Reproduce, exactly and with nothing else, the lines among the items below from the line containing "Tell me — does any black trouser" through the line containing "396, 299, 466, 340", both of those lines included.

▶ [RECORD SET]:
———

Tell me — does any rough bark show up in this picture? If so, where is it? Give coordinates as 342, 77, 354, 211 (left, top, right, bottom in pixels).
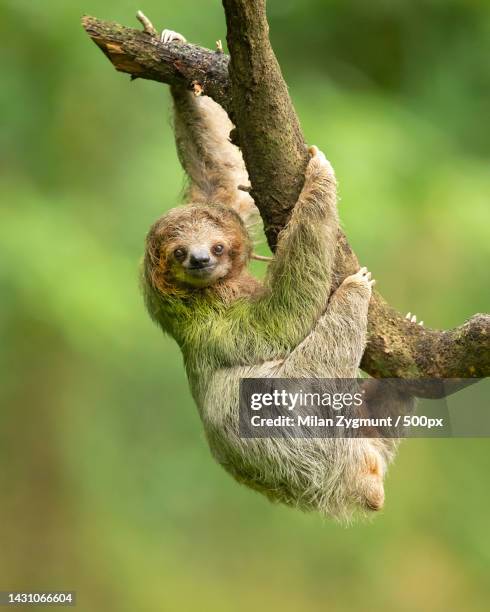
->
82, 11, 490, 395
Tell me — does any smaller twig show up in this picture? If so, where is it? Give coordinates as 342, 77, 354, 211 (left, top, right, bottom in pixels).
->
136, 11, 158, 36
191, 81, 204, 98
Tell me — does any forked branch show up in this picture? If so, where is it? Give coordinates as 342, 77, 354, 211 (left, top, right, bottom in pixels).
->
82, 9, 490, 390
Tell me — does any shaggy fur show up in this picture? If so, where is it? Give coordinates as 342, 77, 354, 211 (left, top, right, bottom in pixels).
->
143, 82, 406, 519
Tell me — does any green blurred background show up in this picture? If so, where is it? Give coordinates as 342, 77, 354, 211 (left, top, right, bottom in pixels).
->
0, 0, 490, 612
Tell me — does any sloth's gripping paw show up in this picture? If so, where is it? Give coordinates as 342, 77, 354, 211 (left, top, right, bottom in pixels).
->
306, 145, 335, 177
405, 312, 424, 327
342, 267, 376, 294
160, 30, 187, 45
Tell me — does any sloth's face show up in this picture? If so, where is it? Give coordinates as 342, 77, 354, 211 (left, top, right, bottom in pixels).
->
146, 204, 251, 293
166, 228, 234, 287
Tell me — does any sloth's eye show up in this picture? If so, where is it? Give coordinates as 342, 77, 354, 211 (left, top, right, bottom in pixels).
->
174, 249, 185, 260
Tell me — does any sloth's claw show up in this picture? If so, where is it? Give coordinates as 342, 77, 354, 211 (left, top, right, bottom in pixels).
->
160, 30, 187, 45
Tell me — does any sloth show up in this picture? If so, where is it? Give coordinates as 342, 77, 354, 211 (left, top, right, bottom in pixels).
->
142, 30, 410, 520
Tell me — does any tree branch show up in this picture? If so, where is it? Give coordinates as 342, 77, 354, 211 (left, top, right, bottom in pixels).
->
82, 13, 490, 388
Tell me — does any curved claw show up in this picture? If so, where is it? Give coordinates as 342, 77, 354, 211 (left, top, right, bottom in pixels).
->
160, 30, 187, 45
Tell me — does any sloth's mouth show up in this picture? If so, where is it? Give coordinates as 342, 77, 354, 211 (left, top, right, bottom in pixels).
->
186, 264, 216, 276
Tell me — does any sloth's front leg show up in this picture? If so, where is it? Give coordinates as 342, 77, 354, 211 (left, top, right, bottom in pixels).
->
281, 268, 375, 378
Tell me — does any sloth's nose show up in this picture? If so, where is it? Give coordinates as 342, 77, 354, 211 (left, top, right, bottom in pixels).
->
189, 249, 211, 268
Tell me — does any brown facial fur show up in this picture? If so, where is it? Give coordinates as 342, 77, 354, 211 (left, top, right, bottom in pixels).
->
144, 204, 252, 297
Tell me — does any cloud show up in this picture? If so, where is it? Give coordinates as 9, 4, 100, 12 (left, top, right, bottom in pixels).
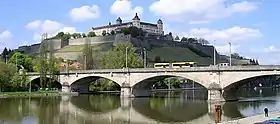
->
149, 0, 259, 24
25, 20, 76, 42
181, 27, 262, 42
0, 30, 13, 42
110, 0, 144, 20
70, 5, 100, 21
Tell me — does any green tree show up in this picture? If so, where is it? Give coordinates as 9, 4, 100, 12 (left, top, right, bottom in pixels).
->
0, 61, 16, 92
60, 33, 71, 41
82, 39, 94, 70
181, 37, 188, 42
55, 32, 64, 39
82, 33, 87, 38
101, 43, 143, 68
9, 52, 33, 72
102, 30, 106, 36
1, 47, 9, 61
154, 56, 162, 63
34, 34, 59, 89
111, 30, 115, 35
197, 38, 209, 45
88, 31, 96, 37
175, 36, 180, 40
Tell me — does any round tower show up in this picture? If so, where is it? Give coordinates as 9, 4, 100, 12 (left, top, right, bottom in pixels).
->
157, 19, 164, 35
116, 17, 122, 24
132, 13, 140, 28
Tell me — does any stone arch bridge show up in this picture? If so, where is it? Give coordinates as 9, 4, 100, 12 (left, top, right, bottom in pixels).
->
28, 65, 280, 101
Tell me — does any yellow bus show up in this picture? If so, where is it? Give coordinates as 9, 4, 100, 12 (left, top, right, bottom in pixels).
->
154, 63, 170, 68
172, 62, 197, 68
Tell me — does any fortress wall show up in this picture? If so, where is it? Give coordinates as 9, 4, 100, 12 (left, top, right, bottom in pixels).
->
54, 52, 82, 60
48, 39, 62, 50
69, 35, 115, 45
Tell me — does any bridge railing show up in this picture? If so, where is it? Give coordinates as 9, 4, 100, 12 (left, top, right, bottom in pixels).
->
25, 65, 280, 75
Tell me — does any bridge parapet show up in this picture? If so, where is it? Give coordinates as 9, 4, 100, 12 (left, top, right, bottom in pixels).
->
25, 65, 280, 76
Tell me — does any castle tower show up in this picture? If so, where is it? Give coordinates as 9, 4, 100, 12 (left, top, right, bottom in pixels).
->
157, 19, 164, 35
132, 13, 140, 28
116, 17, 122, 24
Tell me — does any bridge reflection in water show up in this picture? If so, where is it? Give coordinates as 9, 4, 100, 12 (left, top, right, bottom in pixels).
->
0, 91, 275, 124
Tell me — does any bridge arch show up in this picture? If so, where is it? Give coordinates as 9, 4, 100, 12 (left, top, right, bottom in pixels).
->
131, 73, 210, 97
29, 76, 62, 90
70, 75, 121, 93
221, 71, 280, 90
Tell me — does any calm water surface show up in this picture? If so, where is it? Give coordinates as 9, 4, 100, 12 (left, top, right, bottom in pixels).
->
0, 89, 280, 124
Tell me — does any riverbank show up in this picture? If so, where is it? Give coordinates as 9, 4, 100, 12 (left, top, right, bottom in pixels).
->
219, 112, 280, 124
0, 91, 77, 98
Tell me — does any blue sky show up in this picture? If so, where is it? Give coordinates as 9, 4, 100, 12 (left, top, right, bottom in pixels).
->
0, 0, 280, 64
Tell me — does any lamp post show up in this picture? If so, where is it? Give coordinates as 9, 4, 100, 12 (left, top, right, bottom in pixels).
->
125, 47, 128, 68
144, 48, 147, 68
228, 42, 231, 66
213, 40, 216, 66
5, 55, 8, 64
84, 54, 87, 70
16, 55, 18, 72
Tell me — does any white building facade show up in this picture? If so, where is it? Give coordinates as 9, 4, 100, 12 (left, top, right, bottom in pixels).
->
90, 13, 164, 36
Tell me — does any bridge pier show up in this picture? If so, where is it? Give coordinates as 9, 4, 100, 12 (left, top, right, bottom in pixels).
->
61, 85, 71, 93
208, 89, 225, 102
121, 86, 133, 98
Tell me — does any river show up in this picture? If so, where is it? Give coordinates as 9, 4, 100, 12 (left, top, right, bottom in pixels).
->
0, 89, 280, 124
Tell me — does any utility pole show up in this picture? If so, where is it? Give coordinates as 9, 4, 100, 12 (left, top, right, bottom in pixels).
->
5, 55, 8, 64
16, 55, 18, 72
144, 48, 147, 68
125, 47, 128, 68
84, 55, 87, 70
213, 40, 216, 66
228, 42, 231, 66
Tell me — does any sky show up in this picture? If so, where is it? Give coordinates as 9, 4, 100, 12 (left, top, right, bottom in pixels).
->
0, 0, 280, 64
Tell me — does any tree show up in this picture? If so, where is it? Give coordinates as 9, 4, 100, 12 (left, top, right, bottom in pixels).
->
154, 56, 161, 63
88, 31, 96, 37
181, 37, 188, 42
187, 38, 197, 43
102, 30, 106, 36
82, 39, 94, 70
55, 32, 64, 39
111, 30, 115, 35
9, 52, 33, 72
197, 38, 209, 45
34, 34, 59, 89
101, 43, 143, 68
0, 61, 16, 92
82, 33, 87, 38
175, 36, 180, 41
60, 33, 71, 41
1, 47, 9, 61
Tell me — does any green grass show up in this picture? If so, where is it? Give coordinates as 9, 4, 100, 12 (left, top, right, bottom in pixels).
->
147, 47, 213, 65
57, 43, 213, 65
58, 43, 113, 52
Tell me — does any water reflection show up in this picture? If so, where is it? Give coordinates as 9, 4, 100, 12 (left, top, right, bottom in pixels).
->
0, 89, 280, 124
133, 98, 208, 122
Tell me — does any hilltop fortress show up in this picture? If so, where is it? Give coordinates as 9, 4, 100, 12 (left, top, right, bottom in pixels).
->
89, 13, 164, 36
14, 14, 254, 65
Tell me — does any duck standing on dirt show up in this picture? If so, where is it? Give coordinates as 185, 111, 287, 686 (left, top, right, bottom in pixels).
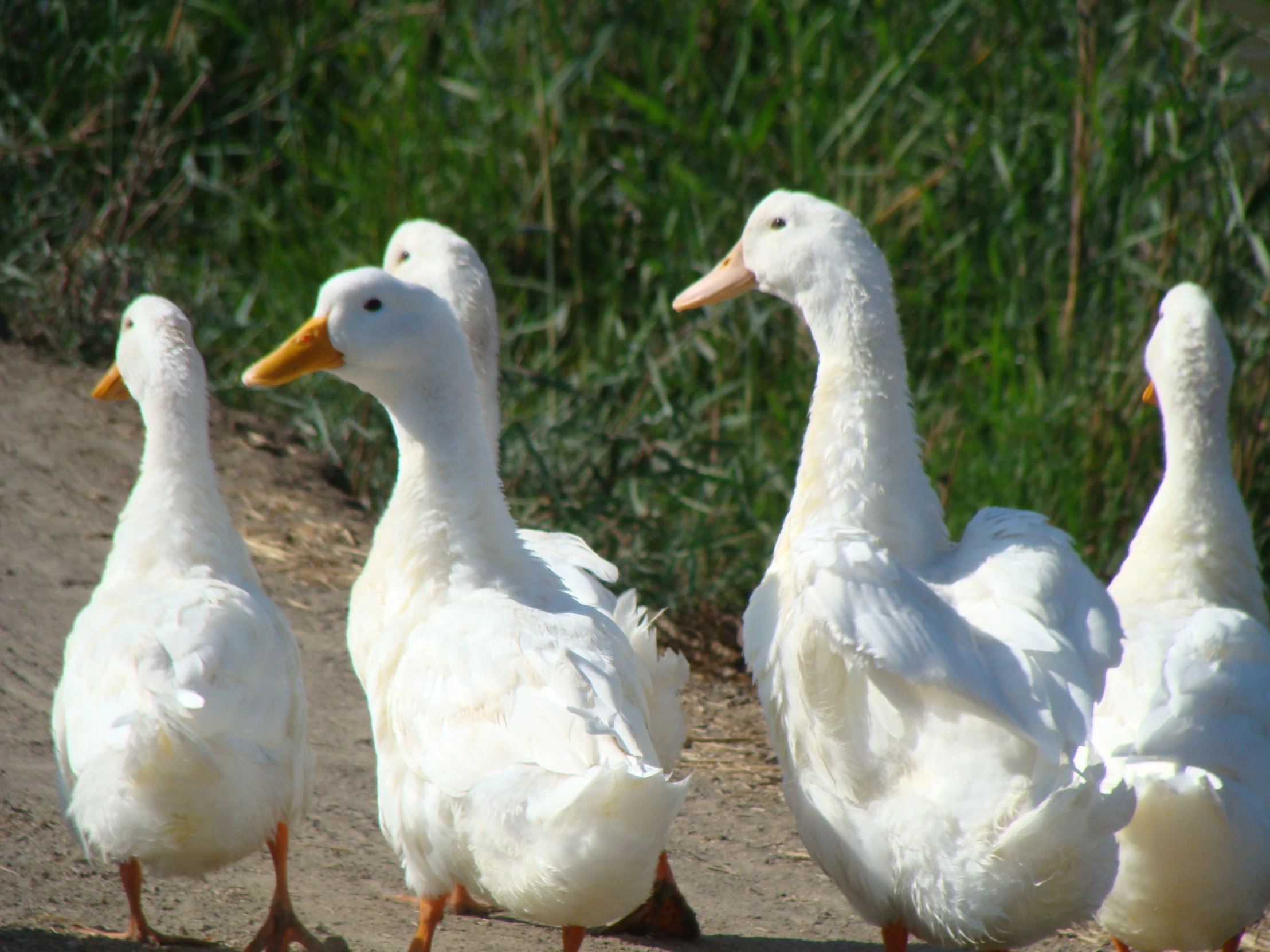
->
242, 268, 687, 952
675, 192, 1133, 952
1093, 284, 1270, 952
381, 218, 701, 939
53, 294, 324, 952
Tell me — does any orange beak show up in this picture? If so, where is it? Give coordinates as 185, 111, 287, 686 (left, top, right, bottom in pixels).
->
671, 241, 758, 311
93, 363, 132, 400
242, 317, 344, 387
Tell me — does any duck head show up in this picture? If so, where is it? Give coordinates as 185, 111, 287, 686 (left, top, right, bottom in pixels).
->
1142, 283, 1234, 427
242, 268, 469, 399
673, 190, 894, 354
383, 218, 498, 343
93, 294, 207, 404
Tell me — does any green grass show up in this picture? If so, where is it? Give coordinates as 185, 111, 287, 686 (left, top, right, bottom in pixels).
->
0, 0, 1270, 617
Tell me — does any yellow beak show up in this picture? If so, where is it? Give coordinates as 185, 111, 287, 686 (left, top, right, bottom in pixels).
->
671, 241, 758, 311
242, 317, 344, 387
93, 363, 131, 400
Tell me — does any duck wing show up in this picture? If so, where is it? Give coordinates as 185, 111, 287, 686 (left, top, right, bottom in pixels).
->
744, 510, 1120, 763
386, 593, 662, 797
922, 508, 1123, 766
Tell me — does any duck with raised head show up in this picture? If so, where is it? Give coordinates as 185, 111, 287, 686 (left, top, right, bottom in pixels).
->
381, 218, 701, 939
52, 294, 324, 952
1093, 284, 1270, 952
244, 268, 687, 952
675, 192, 1133, 952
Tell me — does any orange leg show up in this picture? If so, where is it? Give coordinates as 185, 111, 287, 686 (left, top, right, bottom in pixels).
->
881, 923, 908, 952
242, 823, 327, 952
447, 883, 495, 916
79, 859, 215, 946
597, 851, 701, 939
406, 892, 449, 952
560, 925, 587, 952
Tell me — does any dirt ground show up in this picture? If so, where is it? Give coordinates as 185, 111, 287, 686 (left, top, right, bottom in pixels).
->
0, 345, 1239, 952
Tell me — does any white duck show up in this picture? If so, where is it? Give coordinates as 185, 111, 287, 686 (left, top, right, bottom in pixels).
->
1093, 284, 1270, 952
675, 192, 1133, 952
52, 294, 323, 952
244, 268, 686, 952
381, 218, 700, 938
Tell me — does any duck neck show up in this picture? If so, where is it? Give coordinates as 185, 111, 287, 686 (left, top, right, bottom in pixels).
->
372, 380, 534, 598
777, 283, 948, 565
1110, 401, 1268, 623
104, 381, 259, 585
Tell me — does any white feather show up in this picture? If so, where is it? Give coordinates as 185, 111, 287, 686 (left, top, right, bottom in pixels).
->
711, 192, 1133, 948
1093, 284, 1270, 952
53, 297, 312, 876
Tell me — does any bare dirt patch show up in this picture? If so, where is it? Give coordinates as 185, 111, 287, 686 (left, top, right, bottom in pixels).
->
0, 345, 1229, 952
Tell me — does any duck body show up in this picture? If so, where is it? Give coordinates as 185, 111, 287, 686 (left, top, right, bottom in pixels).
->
246, 268, 686, 950
348, 421, 686, 927
52, 296, 320, 950
1093, 284, 1270, 952
53, 573, 311, 876
378, 218, 688, 792
676, 192, 1133, 952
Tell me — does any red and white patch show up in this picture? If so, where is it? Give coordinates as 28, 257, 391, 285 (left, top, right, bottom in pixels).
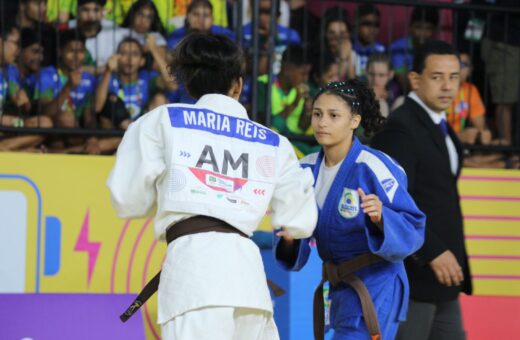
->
256, 156, 276, 177
190, 168, 247, 192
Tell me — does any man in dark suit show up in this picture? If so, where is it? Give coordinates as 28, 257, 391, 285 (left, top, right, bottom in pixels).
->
372, 41, 471, 340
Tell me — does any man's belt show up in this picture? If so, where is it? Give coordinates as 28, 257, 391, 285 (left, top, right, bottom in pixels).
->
119, 215, 285, 322
313, 253, 383, 340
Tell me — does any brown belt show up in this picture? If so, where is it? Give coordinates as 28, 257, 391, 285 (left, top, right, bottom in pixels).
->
119, 215, 285, 322
313, 253, 383, 340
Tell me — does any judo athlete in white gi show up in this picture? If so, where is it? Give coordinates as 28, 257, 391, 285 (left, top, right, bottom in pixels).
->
108, 34, 317, 340
275, 80, 425, 340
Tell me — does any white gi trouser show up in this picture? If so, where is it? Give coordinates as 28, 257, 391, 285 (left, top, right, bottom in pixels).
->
161, 307, 280, 340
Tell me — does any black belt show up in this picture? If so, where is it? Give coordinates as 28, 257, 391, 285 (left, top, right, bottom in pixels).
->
119, 215, 285, 322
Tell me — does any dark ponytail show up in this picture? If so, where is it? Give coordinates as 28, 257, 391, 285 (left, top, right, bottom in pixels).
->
314, 79, 386, 136
170, 32, 245, 99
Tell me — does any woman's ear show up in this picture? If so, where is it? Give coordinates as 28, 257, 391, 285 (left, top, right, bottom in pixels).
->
350, 114, 361, 130
228, 77, 244, 100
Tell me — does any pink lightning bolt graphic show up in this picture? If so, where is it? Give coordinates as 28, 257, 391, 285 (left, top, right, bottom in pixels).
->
74, 209, 101, 285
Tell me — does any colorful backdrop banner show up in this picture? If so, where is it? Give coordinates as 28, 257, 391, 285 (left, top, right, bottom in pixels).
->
0, 153, 520, 339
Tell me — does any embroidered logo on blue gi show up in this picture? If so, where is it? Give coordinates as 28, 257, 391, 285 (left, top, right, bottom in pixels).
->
381, 178, 395, 192
338, 188, 359, 218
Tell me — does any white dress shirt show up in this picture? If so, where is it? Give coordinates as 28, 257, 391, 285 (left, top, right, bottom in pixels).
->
408, 91, 459, 175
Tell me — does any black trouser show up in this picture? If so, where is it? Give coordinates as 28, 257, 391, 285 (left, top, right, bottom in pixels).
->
396, 299, 466, 340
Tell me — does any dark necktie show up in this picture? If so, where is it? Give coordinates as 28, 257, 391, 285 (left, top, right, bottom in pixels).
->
439, 118, 448, 137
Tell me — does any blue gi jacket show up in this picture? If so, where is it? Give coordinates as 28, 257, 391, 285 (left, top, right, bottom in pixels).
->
274, 137, 426, 329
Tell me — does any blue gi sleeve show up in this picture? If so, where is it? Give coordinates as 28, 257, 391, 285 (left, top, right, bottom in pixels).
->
363, 155, 426, 262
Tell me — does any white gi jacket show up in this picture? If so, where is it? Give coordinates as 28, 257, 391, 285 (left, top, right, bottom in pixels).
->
107, 94, 317, 323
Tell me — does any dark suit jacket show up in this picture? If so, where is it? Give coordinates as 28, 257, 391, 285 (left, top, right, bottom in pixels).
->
371, 98, 471, 302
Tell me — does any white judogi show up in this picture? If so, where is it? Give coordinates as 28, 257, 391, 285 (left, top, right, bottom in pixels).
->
107, 94, 317, 338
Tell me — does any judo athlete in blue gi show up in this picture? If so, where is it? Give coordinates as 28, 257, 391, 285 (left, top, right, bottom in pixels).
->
274, 80, 425, 340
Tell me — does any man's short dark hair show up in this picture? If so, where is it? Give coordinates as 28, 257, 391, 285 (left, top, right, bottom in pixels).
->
412, 40, 459, 73
356, 4, 381, 20
78, 0, 107, 7
0, 19, 19, 40
282, 45, 310, 66
59, 29, 87, 49
410, 7, 439, 27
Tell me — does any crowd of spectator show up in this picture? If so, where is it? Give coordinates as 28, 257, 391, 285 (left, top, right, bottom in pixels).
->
0, 0, 520, 167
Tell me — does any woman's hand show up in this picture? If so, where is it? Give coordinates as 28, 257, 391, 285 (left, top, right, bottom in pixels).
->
276, 228, 294, 246
358, 188, 383, 230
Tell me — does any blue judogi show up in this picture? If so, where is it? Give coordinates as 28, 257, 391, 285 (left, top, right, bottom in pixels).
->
274, 137, 426, 340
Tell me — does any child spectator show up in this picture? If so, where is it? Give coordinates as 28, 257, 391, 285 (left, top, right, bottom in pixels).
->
168, 0, 236, 50
243, 0, 301, 74
352, 4, 385, 77
121, 0, 166, 69
366, 53, 404, 118
34, 29, 99, 154
315, 6, 357, 79
0, 21, 52, 151
447, 53, 491, 144
35, 30, 95, 128
95, 36, 171, 129
257, 45, 310, 134
389, 7, 439, 93
18, 28, 43, 109
15, 0, 57, 66
69, 0, 128, 74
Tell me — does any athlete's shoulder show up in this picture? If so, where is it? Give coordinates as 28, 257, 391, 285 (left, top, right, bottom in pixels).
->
300, 152, 319, 166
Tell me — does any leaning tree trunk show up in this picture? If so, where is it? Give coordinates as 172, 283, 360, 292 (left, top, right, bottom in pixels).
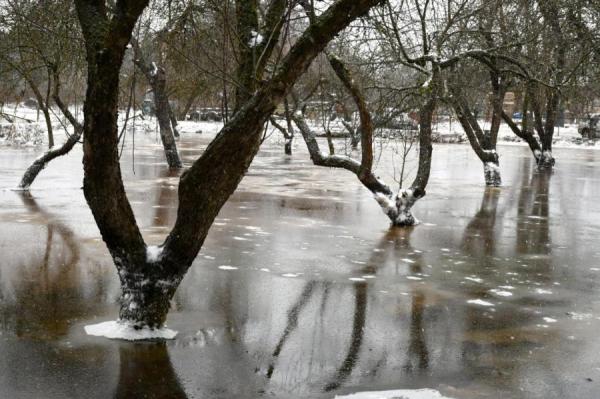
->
131, 39, 183, 169
75, 0, 380, 328
292, 55, 437, 226
19, 70, 83, 190
449, 85, 504, 187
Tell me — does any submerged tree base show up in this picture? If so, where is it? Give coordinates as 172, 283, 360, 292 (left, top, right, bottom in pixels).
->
84, 320, 177, 341
483, 162, 502, 187
375, 188, 425, 227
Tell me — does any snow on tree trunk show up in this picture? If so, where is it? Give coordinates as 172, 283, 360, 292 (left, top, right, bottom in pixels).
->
538, 150, 556, 169
375, 188, 423, 227
483, 162, 502, 187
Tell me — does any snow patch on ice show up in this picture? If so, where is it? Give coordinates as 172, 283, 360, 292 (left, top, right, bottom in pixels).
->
84, 320, 177, 341
335, 389, 450, 399
490, 289, 512, 296
467, 299, 494, 306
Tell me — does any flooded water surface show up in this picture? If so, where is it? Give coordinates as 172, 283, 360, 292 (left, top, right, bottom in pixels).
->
0, 135, 600, 399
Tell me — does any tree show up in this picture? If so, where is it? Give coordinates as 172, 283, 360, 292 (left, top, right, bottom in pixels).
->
75, 0, 379, 328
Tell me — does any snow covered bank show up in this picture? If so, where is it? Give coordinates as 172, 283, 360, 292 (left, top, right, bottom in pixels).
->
84, 321, 177, 341
335, 389, 451, 399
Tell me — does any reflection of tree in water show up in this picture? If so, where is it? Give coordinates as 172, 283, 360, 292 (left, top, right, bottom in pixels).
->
2, 193, 97, 338
267, 228, 429, 391
391, 227, 429, 373
462, 187, 500, 259
267, 281, 317, 378
114, 342, 187, 399
517, 162, 552, 255
152, 169, 180, 227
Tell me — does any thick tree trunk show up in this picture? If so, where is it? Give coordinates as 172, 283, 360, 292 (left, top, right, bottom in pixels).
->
378, 92, 438, 227
119, 256, 183, 328
75, 0, 380, 328
502, 112, 542, 163
19, 130, 81, 190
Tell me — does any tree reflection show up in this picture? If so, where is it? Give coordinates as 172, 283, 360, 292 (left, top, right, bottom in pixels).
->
462, 187, 501, 258
2, 192, 88, 338
114, 342, 187, 399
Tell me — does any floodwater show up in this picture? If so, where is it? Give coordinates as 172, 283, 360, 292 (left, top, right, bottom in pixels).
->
0, 129, 600, 399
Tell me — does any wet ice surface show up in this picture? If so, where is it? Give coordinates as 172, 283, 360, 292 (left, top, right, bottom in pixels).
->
0, 129, 600, 399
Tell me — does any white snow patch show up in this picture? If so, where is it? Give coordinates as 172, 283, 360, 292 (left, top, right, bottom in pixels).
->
84, 320, 177, 341
335, 389, 450, 399
490, 289, 512, 296
467, 299, 494, 306
146, 245, 162, 263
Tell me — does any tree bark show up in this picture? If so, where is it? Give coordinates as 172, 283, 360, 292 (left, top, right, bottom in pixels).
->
449, 85, 506, 187
19, 69, 83, 190
131, 38, 183, 169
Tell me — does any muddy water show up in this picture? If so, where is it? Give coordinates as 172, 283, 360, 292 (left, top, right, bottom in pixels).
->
0, 130, 600, 399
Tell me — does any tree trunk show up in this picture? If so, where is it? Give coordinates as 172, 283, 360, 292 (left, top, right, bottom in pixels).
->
131, 39, 183, 169
450, 84, 506, 187
75, 0, 379, 328
19, 70, 83, 190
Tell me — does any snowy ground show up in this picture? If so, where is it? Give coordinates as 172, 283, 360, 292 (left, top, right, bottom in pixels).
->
0, 105, 600, 153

———

▶ [REPLY]:
Tell me — does any black trouser show up in this picture? If so, where is it? Give coordinates as 28, 257, 391, 285 (left, top, right, bottom in pixels).
->
396, 299, 466, 340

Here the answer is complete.